(Natural-language object grounding data)
----------------------------------------
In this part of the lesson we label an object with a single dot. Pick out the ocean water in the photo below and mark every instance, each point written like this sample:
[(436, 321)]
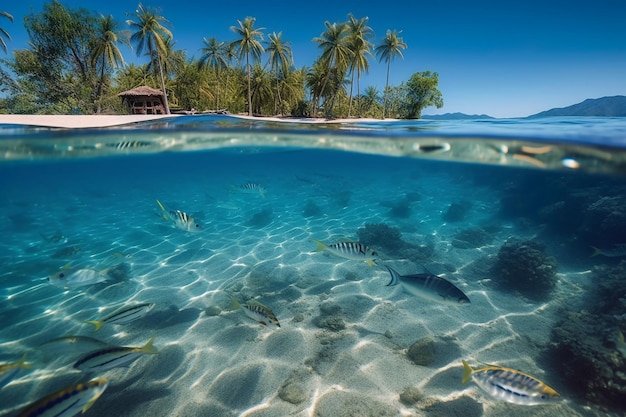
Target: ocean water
[(526, 217)]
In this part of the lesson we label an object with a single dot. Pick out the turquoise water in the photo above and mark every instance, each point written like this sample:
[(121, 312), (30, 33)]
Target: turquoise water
[(508, 211)]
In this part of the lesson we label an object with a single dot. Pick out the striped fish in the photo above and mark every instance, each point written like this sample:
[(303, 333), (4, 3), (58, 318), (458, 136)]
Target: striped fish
[(429, 286), (8, 371), (180, 219), (114, 356), (510, 385), (252, 188), (124, 315), (349, 250), (258, 312), (69, 401)]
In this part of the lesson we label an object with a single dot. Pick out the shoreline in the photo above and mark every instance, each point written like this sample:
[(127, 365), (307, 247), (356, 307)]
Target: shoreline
[(96, 120)]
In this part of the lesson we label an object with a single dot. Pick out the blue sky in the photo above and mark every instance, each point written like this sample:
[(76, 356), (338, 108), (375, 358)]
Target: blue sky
[(502, 58)]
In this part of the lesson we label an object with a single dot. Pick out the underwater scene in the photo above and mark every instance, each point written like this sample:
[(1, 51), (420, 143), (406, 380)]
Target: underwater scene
[(219, 266)]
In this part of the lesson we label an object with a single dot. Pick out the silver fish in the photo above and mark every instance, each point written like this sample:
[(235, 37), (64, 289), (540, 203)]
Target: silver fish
[(429, 286), (114, 356), (124, 315), (8, 371), (349, 250), (75, 278), (510, 385), (258, 312), (69, 401)]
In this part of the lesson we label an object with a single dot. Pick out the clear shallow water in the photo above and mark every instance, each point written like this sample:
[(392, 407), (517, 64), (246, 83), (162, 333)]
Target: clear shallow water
[(87, 198)]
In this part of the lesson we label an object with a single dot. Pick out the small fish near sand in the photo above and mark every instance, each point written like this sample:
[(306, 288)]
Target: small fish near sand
[(113, 357), (68, 402), (123, 315), (429, 286), (251, 188), (179, 219), (615, 251), (510, 385), (257, 312), (8, 371), (349, 250), (73, 278)]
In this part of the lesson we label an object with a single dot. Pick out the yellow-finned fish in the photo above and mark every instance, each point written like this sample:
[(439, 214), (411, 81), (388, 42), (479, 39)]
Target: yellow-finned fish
[(123, 315), (510, 385), (257, 312), (114, 356), (180, 219), (8, 371), (69, 401), (349, 250)]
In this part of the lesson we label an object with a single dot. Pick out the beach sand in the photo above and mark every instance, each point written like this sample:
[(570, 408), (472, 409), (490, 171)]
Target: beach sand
[(342, 349)]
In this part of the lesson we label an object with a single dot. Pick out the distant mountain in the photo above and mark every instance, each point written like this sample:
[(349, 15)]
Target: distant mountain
[(614, 106), (456, 116)]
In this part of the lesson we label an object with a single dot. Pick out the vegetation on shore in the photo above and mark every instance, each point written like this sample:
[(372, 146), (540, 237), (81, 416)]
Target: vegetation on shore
[(74, 64)]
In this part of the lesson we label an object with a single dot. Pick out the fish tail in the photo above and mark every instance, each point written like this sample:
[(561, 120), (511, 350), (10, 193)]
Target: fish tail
[(166, 217), (148, 348), (394, 276), (467, 372), (97, 323), (320, 246)]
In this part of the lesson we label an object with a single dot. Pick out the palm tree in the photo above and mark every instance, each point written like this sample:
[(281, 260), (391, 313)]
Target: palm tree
[(150, 34), (280, 60), (359, 33), (4, 33), (106, 51), (389, 48), (214, 55), (335, 56), (248, 44)]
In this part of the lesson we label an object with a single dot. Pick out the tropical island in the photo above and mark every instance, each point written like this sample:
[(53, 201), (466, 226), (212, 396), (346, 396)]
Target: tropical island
[(74, 64)]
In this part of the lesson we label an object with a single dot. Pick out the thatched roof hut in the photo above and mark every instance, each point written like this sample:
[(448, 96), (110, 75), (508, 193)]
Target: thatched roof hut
[(144, 100)]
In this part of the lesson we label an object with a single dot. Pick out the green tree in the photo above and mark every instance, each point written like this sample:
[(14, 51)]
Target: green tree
[(359, 34), (280, 60), (4, 33), (422, 92), (248, 44), (390, 47), (105, 54), (335, 59), (151, 34), (214, 55)]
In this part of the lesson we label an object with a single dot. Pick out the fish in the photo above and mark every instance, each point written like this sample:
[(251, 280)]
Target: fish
[(10, 370), (113, 357), (124, 315), (180, 219), (349, 250), (616, 251), (257, 312), (69, 345), (72, 278), (429, 286), (510, 385), (252, 188), (69, 401)]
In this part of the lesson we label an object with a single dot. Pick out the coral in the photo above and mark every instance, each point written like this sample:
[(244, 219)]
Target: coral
[(524, 266)]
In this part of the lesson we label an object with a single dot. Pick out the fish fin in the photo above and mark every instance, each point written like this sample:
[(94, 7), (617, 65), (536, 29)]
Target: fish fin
[(97, 323), (394, 276), (235, 303), (320, 246), (148, 348), (467, 372)]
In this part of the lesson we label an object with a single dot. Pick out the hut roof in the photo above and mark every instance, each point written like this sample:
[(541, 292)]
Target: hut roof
[(143, 90)]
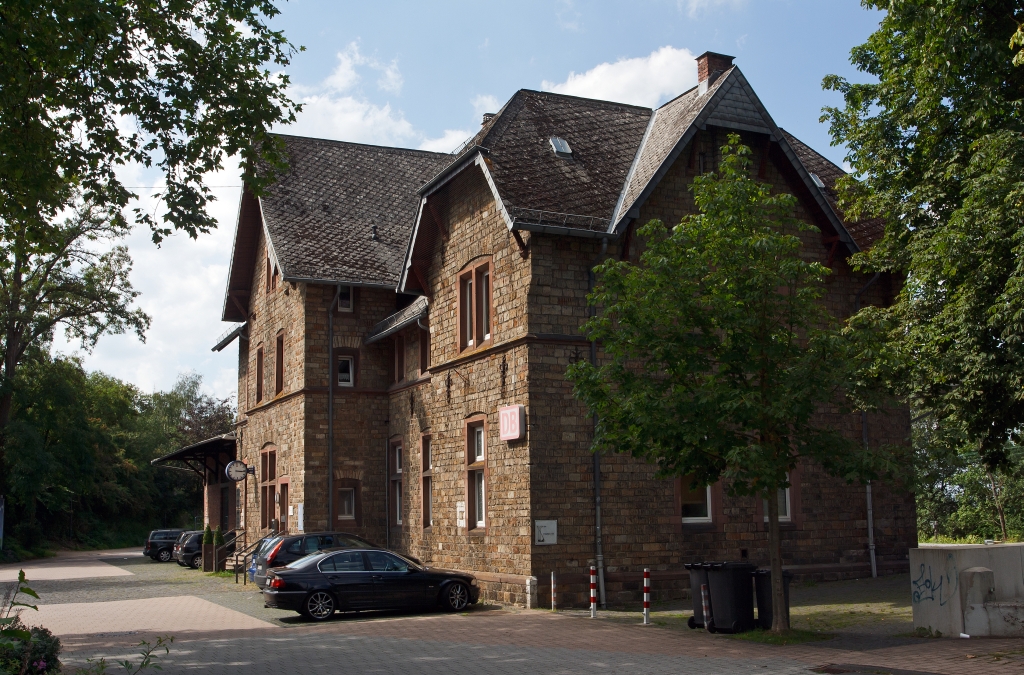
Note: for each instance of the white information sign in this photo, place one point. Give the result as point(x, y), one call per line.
point(545, 533)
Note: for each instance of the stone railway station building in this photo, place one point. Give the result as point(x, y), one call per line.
point(395, 308)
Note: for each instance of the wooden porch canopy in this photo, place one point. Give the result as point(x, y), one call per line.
point(205, 458)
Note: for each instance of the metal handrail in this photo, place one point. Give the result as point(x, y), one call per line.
point(246, 554)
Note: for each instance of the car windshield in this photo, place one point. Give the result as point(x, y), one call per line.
point(312, 558)
point(267, 545)
point(346, 541)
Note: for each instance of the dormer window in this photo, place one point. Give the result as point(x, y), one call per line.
point(474, 305)
point(345, 298)
point(561, 146)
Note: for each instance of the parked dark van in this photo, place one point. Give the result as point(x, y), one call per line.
point(188, 549)
point(280, 551)
point(160, 544)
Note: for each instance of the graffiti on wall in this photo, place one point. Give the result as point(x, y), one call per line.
point(941, 587)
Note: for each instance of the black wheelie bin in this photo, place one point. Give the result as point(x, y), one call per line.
point(762, 581)
point(731, 588)
point(698, 576)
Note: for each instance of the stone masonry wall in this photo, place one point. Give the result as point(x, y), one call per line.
point(279, 419)
point(461, 385)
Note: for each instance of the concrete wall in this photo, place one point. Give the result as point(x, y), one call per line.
point(937, 596)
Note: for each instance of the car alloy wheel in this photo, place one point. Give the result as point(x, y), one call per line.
point(457, 597)
point(320, 605)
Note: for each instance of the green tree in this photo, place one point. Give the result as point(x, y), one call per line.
point(936, 140)
point(82, 444)
point(719, 351)
point(72, 273)
point(87, 86)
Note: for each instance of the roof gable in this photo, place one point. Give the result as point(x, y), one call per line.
point(730, 102)
point(342, 213)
----------------------------------------
- **Exercise brief**
Repeat the records in full, exactly as they appear, but with the pictures removed.

- **Answer for the task**
In this part of the lesson we label an object with a single dot. Pick out the ocean water in the photo below and mark every instance, each point written like this sample:
[(436, 321)]
Target: ocean water
[(526, 217)]
In this part of the lesson we label an object with a single dot. Pick out the turquoise water in the photo above and mark every instance, each point written like this sample:
[(121, 312), (30, 33)]
Target: turquoise water
[(508, 211)]
In this part of the lesson we label an object with a single dot. Pick out the striped fish in the photo above and mark every instance, each point written like this sample:
[(303, 333), (4, 3), (58, 318), (458, 136)]
Target: striped fish
[(429, 286), (8, 371), (180, 219), (114, 356), (510, 385), (252, 188), (124, 315), (349, 250), (258, 312), (69, 401)]
In this part of the lesson we label an object with a single dot. Pick out the shoreline in the photo above and mark every instance, each point written like this sample:
[(127, 365), (307, 247), (356, 307)]
Target: shoreline
[(96, 120)]
In this part of the lesson we label an object with a single dot. Pick out the blue sky in the photo above and mark every instance, each point written like this sample:
[(76, 356), (338, 108), (375, 358)]
Target: blue sky
[(502, 58)]
In this part of the lesson we label an object with a single dot. Pick out the underwater scene in the photo above and mark every instance, each point written like this sample:
[(1, 51), (420, 143), (406, 380)]
Target: underwater scene
[(219, 266)]
In this part of the lesson we label an object with a single dot. Pick out the silver fish in the photo above and mark every instance, each point written like this sample:
[(235, 37), (64, 289), (540, 203)]
Target: silver fish
[(429, 286), (114, 356), (124, 315), (8, 371), (349, 250), (75, 278), (510, 385), (258, 312), (69, 401)]
In this part of the lesson we label an object with a single dot. Pick out the clear shallow water in the photo above and mark every instance, each point written like this sample:
[(392, 407), (517, 64), (246, 83), (162, 333)]
Target: clear shallow water
[(87, 198)]
In this part of the lesson we label an object with a single dot. Pick out the small fish near sand in the photo above and mark every instance, each point written like this sample:
[(306, 288)]
Target: small fish near sand
[(113, 357), (68, 402), (123, 315), (429, 286), (251, 188), (179, 219), (615, 251), (510, 385), (257, 312), (8, 371), (349, 250), (73, 278)]
In this part of the lesson we label an object with a single dot. Pick out the yellow-finned fish in the photo above and mark every instance, each point written like this sample:
[(439, 214), (411, 81), (388, 42), (479, 39)]
Target: yellow-finned fish
[(123, 315), (510, 385), (257, 312), (114, 356), (180, 219), (8, 371), (69, 401), (349, 250)]
In this part of the lesson we label an object with a single dot. Pick out the beach sand in the photo above and mark every instance, each point written like this sample:
[(570, 408), (472, 409), (490, 171)]
Target: beach sand
[(342, 349)]
In this part of the lesson we label an object with a single dot. Pick out the distant mountain in the photo above and mark every instance, each point written like this sample:
[(349, 15)]
Target: distant mountain
[(614, 106), (456, 116)]
In this part of the lesson we label an object with a single dot. Pick out the vegetation on shore in the photo above and mark every instance, each point written like this sample:
[(372, 146), (540, 237), (81, 416)]
Target: vegetation on shore
[(74, 64)]
In this part of the lesson we label an object with a single dot. Pick out the fish tail in the photo above and mark every instance, each point written like this sample:
[(561, 120), (511, 350), (10, 193)]
Target: fish tail
[(166, 217), (148, 348), (394, 276), (467, 372), (97, 323), (320, 246)]
In this part of the lesson we label an object with a single dot. Pick out the palm tree in the photo above and mark every instance, each point written like this sample:
[(281, 260), (391, 313)]
Target: palm tree
[(150, 34), (280, 60), (359, 33), (4, 33), (106, 51), (389, 48), (214, 55), (335, 56), (248, 44)]
In this part of the lesson we label an object with a single dot. Pick out the tropical island in the photo above and mark every instance, each point written like this sample:
[(53, 201), (466, 226), (212, 396), (346, 396)]
Target: tropical island
[(74, 64)]
In this part of the lesson we label an object with a single dot. Pick out the thatched roof hut in the photo above and mark every instance, each point written like this sample:
[(448, 96), (110, 75), (508, 193)]
Target: thatched roof hut
[(144, 100)]
In this part of the lesson we label an object with a single dot. Pick out the green tree in the photo above and mark every instance, each point written like this sample:
[(14, 51)]
Target: green tree
[(359, 34), (280, 60), (4, 33), (422, 92), (248, 44), (390, 47), (105, 54), (335, 59), (151, 34), (214, 55)]
In this part of the lesson we label an object with a single dot. Pick out the fish in the photo above and mark every instance, each point written like this sample:
[(251, 280)]
Target: fish
[(10, 370), (113, 357), (124, 315), (180, 219), (349, 250), (616, 251), (257, 312), (69, 345), (72, 278), (429, 286), (510, 385), (252, 188), (69, 401)]
In this part of the lesson we label an object with a single dot. Pick out the coral in the photo above and mark every instance, each point written like this sample:
[(244, 219)]
Target: coral
[(524, 266)]
In this part of the lesson we label an object with a single dot. Pick out the fish fin in the photo above and mark every instance, each point written like this sample:
[(94, 7), (617, 65), (536, 29)]
Target: fish fin
[(97, 323), (394, 276), (235, 303), (320, 246), (148, 348), (467, 372)]
In this part of the lesson we label an object with a single dot. Pick out the hut roof in the photo above and mark every instance, each point written like this sample:
[(541, 292)]
Target: hut roof
[(143, 90)]
Note: for each instance of the white information sign in this photo, place one point. Give the result as point(x, y), one call per line.
point(545, 533)
Note: for each instance of the stone railway station building in this photo, place one point. Give the result as point(x, y), one call per line.
point(395, 308)
Note: for each instance of the wooden porch canopy in this photo, place one point. Give the result as point(x, y), one call per line.
point(205, 458)
Note: for each instance of the metal handrail in this photo, place one point. Give the result as point(x, y), one call per line.
point(246, 554)
Note: for each instance of the car windshield in this photo, place one point. Give the result as point(x, y), one call per line.
point(312, 558)
point(267, 545)
point(346, 541)
Note: for each instance of the dormer window in this photo, place one point. Give the result as point(x, y), one call per line.
point(474, 305)
point(345, 298)
point(561, 146)
Note: for each instance of the parked dark van in this photo, place one point. Give the result as point(x, y), one call per line.
point(188, 549)
point(280, 551)
point(160, 544)
Note: for each instance of the graffiti on wall in this photo, place one point. Give the result as point(x, y), one call per line.
point(941, 587)
Note: for each instance of the black wheelie bin in this photo, place one point. Give the result as point(x, y), one call per line.
point(762, 581)
point(731, 588)
point(698, 576)
Note: for each instance of the stone masonry wall in this photo, place one point. Give the result as point(x, y), one call per line.
point(279, 419)
point(461, 385)
Note: for each instance of the concrete wall in this photo, place one point. Give the result as point(x, y), one call per line.
point(937, 596)
Note: for each instance of the car alloy wheel in this photo, place one point. Give the result as point(x, y), one call per line.
point(457, 597)
point(320, 605)
Note: for each instance of the green tree in this photo, place one point. Give the result as point(x, y), one call per line.
point(936, 140)
point(82, 444)
point(719, 351)
point(72, 273)
point(87, 86)
Note: for each instance of the roof gable in this photo, place one point. Give the result as point(x, y), one call per line.
point(730, 102)
point(342, 213)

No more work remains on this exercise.